**EXERCISE REQUIREMENTS**
**a.** From the post about Beinart's question below, output word for word the part that opens with the words containing "The spirit of" and closes with "over the world?".
**b.** Based on the post about Beinart's question below, answer yes or no to each statement, quoting the exact words of the post that decide it: (i) The review under discussion appeared on salon.com. (ii) Santorum is said to believe the earth was created 10,000 years ago. (iii) The reviewer calls concision Beinart's other great virtue besides courtesy.
**c.** Take the post about Beinart's question below further, writing on from its final sentence.

Islamism or the American right?
Andrew O'Hehir brings this question to the fore in his review of Beinert's "The Good Fight" on salon.com (need sub or day pass to read in its entirety):
http://www.salon.com/books/review/2006/06/16/beinart/print.htmlBesides courtesy, Beinart's other great virtue is concision. When he finally gets around to discussing the problem facing contemporary liberals in the wake of 9/11 -- admittedly, that takes a while -- he dispenses with it in one sentence. "The central question dividing liberals today," he writes, "is whether they believe liberal values are as imperiled by the new totalitarianism rising from the Islamic world as they are by the American right."
The spirit of this question, as I grasp it, is certainly worth discussing. But at the risk of violating our new spirit of intra-liberal amity, isn't this just a kinder, gentler version of Bush-speak? Notice that as Beinart frames the question, it's so loaded with assumptions that it can only be answered in one direction. Do we in fact know, beyond Berman's bizarre pronouncements, that there is a "new totalitarianism" in the Islamic world? Doesn't that imply a movement with leadership and something approaching a coherent ideology? If so, where is that to be found today? And is it "rising"? Or are we talking about a diffuse, decentered meme, a violent revenge fantasy that appeals to disparate bands of losers all over the world?
I'm going to sound like a jerk if I reply, "No, I think Rick Santorum is more of a threat to liberal values than the New Totalitarianism Rising From the Islamic World." But what if the NTRFIW is more or less a paranoid fantasy, projected onto a few hundred cave-dwelling crackpots who've staged a couple of ingenious attacks and inspired a few copycat crimes? And what if Sen. Santorum -- who believes, by the way, that the earth was created 6,000 years ago, in exactly six days -- represented the leading edge of a not-so-secret plan to take over the greatest military power in world history and turn it into a Christian theocracy? I'm only saying: Frame the question that way and you might point toward a different answer.

**SUPPLIED MATERIAL**
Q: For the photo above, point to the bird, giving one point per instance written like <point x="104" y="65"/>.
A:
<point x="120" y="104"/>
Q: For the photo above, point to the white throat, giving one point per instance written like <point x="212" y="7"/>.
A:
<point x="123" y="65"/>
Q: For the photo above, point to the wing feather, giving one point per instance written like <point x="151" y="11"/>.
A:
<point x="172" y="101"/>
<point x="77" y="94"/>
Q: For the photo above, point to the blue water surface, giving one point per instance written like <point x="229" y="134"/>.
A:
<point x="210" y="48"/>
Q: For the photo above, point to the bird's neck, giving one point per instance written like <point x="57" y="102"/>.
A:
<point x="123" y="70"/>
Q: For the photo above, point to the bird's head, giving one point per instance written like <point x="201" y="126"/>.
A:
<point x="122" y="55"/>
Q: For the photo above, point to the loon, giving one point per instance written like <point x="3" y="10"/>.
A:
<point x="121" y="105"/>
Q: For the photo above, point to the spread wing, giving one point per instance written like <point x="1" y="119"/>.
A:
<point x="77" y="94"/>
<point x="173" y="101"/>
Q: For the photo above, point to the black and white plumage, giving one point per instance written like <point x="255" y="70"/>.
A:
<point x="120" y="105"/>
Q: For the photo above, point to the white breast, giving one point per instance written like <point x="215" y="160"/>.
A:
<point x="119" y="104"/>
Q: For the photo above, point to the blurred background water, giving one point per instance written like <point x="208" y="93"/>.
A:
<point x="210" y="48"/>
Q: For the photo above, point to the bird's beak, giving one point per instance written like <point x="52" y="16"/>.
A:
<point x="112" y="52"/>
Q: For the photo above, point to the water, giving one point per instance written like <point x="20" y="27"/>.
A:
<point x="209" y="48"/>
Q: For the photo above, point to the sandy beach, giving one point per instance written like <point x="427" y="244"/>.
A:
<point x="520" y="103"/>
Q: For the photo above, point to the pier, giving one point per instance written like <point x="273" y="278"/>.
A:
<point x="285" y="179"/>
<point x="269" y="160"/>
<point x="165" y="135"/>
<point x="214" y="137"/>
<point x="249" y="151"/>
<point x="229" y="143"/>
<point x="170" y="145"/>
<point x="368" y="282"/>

**TASK RESULTS**
**a.**
The spirit of this question, as I grasp it, is certainly worth discussing. But at the risk of violating our new spirit of intra-liberal amity, isn't this just a kinder, gentler version of Bush-speak? Notice that as Beinart frames the question, it's so loaded with assumptions that it can only be answered in one direction. Do we in fact know, beyond Berman's bizarre pronouncements, that there is a "new totalitarianism" in the Islamic world? Doesn't that imply a movement with leadership and something approaching a coherent ideology? If so, where is that to be found today? And is it "rising"? Or are we talking about a diffuse, decentered meme, a violent revenge fantasy that appeals to disparate bands of losers all over the world?

**b.**
(i) Yes: "his review of Beinert's "The Good Fight" on salon.com"
(ii) No: "the earth was created 6,000 years ago, in exactly six days"
(iii) Yes: "Besides courtesy, Beinart's other great virtue is concision."

**c.**
Beinart is a believer in the NTRFIW, or so one gathers. He doesn't really have much to say about it, beyond a few obligatory pages about Sayyid Qutb, the father of the especially puritanical strain of Islamic fundamentalism known as Salafism, and the chain of association by which Qutb's ideology was conveyed to Osama bin Laden and Ayman al-Zawahiri, founders of al-Qaida. He provides a brief history of the Taliban, which was indeed a totalitarian regime based in Salafism (if a short-lived, backward and isolated one) that sheltered bin Laden's messianic moondreams, and then expends several more pages wondering what might happen if al-Qaida or some similar group got ahold of a biological weapon or a nuclear bomb.
On this issue, Beinart is clearly correct: Very bad things would happen, and the worst of them wouldn't be the damage caused by the weapon itself, but the pell-mell rush to abandon every remaining American constitutional right and liberty that would follow. Remember the never-proposed "Patriot II" law, which the Bush administration briefly floated in 2003? Among many other exciting provisions, it would have permitted the government to strip American citizens of all their rights and imprison them indefinitely if they were found (under some unspecified process) to have supported terrorism. In the wake of another major terrorist attack, Beinart speculates, the government could claim police powers that would make John Ashcroft look like Mister Rogers.